Text-to-region grounding data
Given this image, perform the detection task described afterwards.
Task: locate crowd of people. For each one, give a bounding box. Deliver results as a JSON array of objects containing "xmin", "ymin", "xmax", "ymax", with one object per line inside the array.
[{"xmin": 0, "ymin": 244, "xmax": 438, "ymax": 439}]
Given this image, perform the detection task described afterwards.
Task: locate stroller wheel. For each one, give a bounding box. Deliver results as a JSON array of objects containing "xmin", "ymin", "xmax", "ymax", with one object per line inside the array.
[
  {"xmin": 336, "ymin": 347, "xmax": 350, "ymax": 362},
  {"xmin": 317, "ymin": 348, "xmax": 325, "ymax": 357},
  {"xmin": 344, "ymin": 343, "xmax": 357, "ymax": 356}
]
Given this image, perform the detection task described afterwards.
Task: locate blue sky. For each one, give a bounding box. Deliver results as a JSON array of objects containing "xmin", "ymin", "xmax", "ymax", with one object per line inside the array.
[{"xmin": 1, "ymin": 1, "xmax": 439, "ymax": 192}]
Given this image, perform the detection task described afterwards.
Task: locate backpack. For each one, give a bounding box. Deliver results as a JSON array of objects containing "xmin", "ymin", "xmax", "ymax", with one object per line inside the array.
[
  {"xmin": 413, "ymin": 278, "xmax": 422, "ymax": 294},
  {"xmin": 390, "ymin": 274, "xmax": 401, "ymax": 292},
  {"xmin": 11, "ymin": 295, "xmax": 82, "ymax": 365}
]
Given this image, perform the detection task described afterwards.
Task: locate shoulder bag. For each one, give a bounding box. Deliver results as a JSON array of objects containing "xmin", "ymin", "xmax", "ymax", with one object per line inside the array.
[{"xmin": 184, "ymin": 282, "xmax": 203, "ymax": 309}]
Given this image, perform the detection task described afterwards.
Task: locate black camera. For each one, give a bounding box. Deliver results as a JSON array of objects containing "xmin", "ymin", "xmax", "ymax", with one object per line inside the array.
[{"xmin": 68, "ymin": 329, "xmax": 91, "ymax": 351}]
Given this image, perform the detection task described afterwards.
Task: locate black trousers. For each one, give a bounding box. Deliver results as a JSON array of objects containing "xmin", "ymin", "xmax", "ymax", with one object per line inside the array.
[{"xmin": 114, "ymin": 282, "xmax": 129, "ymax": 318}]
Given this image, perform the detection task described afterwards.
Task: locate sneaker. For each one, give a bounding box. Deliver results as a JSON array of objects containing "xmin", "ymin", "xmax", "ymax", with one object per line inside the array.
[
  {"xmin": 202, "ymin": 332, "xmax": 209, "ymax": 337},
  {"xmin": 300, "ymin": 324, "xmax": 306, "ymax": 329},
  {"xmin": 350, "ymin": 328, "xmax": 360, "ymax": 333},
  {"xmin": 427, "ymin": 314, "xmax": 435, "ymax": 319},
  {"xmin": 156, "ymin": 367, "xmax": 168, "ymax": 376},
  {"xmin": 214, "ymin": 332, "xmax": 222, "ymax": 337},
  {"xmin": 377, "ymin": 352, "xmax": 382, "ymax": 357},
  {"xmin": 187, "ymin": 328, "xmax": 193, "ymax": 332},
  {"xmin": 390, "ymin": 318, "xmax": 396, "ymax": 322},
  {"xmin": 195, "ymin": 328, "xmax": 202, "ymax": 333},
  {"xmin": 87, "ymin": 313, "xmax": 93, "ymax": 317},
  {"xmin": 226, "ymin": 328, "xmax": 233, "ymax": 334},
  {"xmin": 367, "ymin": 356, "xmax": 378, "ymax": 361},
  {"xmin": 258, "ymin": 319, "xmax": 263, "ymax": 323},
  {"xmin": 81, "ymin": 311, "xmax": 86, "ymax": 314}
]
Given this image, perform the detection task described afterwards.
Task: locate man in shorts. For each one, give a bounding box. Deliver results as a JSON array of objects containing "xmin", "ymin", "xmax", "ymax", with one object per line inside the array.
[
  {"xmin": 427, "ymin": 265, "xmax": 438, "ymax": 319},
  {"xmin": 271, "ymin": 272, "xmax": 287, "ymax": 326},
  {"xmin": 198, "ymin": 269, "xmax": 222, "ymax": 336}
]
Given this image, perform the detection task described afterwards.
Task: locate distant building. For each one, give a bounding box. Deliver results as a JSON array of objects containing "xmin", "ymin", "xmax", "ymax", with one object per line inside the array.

▶ **Try it**:
Repeat every entry exactly, leaving nothing out.

▶ **Answer for this exercise**:
Given this image, perform the detection task described afterwards.
Task: locate crowd of people. For each one, give a bounding box. Deliver results as a JSON array of objects containing "xmin", "ymin", "xmax", "ymax", with one object per line inside the array.
[{"xmin": 0, "ymin": 244, "xmax": 438, "ymax": 439}]
Given this image, perform the detection task described afterwards.
Task: locate stroller wheel. For each one, give a bounding box. Deliver results as a JSON array of objects containing "xmin", "ymin", "xmax", "ymax", with one object per line inside the array.
[
  {"xmin": 336, "ymin": 347, "xmax": 350, "ymax": 362},
  {"xmin": 317, "ymin": 348, "xmax": 325, "ymax": 357},
  {"xmin": 344, "ymin": 343, "xmax": 357, "ymax": 356}
]
Given this image, perform the detection task described afterwards.
Task: locate blue sky. For each one, give a bounding box. Deliver results as a JSON array of objects containing "xmin", "ymin", "xmax", "ymax", with one object per line inside the array.
[{"xmin": 1, "ymin": 1, "xmax": 439, "ymax": 192}]
Given this image, perform the detection task described afterwards.
Task: locate backpack. For each one, give a bounding box. Deliver results as a JSON array of objects containing "xmin", "ymin", "xmax", "ymax", with one object per line inside the array.
[
  {"xmin": 413, "ymin": 278, "xmax": 422, "ymax": 294},
  {"xmin": 390, "ymin": 274, "xmax": 401, "ymax": 292},
  {"xmin": 11, "ymin": 295, "xmax": 82, "ymax": 365}
]
Given this image, perform the detection task described afterwards.
Task: locate shoulder bag. For each one, give a bounding box. Deliver results as a JSON array of objects containing "xmin", "ymin", "xmax", "ymax", with one object per line inside the array.
[{"xmin": 184, "ymin": 282, "xmax": 203, "ymax": 309}]
Given this image, perform the detection task described afterwards.
Task: locate black camera. For each one, give a bounding box. Deliver results as a JSON array of objects containing "xmin", "ymin", "xmax", "ymax", with one object per line inside the array.
[{"xmin": 68, "ymin": 329, "xmax": 91, "ymax": 351}]
Given this image, perform the detection task described afterwards.
Task: locate black trousers. For each one, give a bounding box. Deliver results as a JSON array of objects containing "xmin", "ymin", "xmax", "ymax", with one object per line inside the array.
[{"xmin": 114, "ymin": 282, "xmax": 129, "ymax": 318}]
Given this image, perform the detection task described afterwards.
Task: locate sneaker. For each one, give a bounding box. Deliver results as a JSON array of objects containing "xmin", "ymin", "xmax", "ymax", with one object per line inside the array.
[
  {"xmin": 202, "ymin": 332, "xmax": 209, "ymax": 337},
  {"xmin": 300, "ymin": 324, "xmax": 306, "ymax": 329},
  {"xmin": 350, "ymin": 328, "xmax": 360, "ymax": 333},
  {"xmin": 427, "ymin": 314, "xmax": 435, "ymax": 319},
  {"xmin": 156, "ymin": 367, "xmax": 168, "ymax": 376},
  {"xmin": 214, "ymin": 332, "xmax": 222, "ymax": 337},
  {"xmin": 377, "ymin": 352, "xmax": 382, "ymax": 357},
  {"xmin": 187, "ymin": 328, "xmax": 193, "ymax": 332},
  {"xmin": 390, "ymin": 318, "xmax": 396, "ymax": 322},
  {"xmin": 195, "ymin": 328, "xmax": 202, "ymax": 333},
  {"xmin": 87, "ymin": 313, "xmax": 93, "ymax": 317},
  {"xmin": 226, "ymin": 328, "xmax": 233, "ymax": 334},
  {"xmin": 367, "ymin": 356, "xmax": 378, "ymax": 361},
  {"xmin": 258, "ymin": 319, "xmax": 263, "ymax": 323},
  {"xmin": 81, "ymin": 311, "xmax": 86, "ymax": 314}
]
Given this image, perform the detection task described afterwards.
Task: locate man in shorts. For each one, give a bounding box. Deliver results as a JSON array of objects containing "xmin", "ymin", "xmax", "ymax", with one object per line inside the array.
[
  {"xmin": 427, "ymin": 265, "xmax": 438, "ymax": 319},
  {"xmin": 271, "ymin": 272, "xmax": 287, "ymax": 326},
  {"xmin": 198, "ymin": 269, "xmax": 222, "ymax": 336}
]
Given this image, perform the detection task described afterwards.
Task: locate distant building. For each one, give a bounding box. Deliver results as a JSON array of objects containing "xmin", "ymin", "xmax", "ymax", with one object per line inside the array.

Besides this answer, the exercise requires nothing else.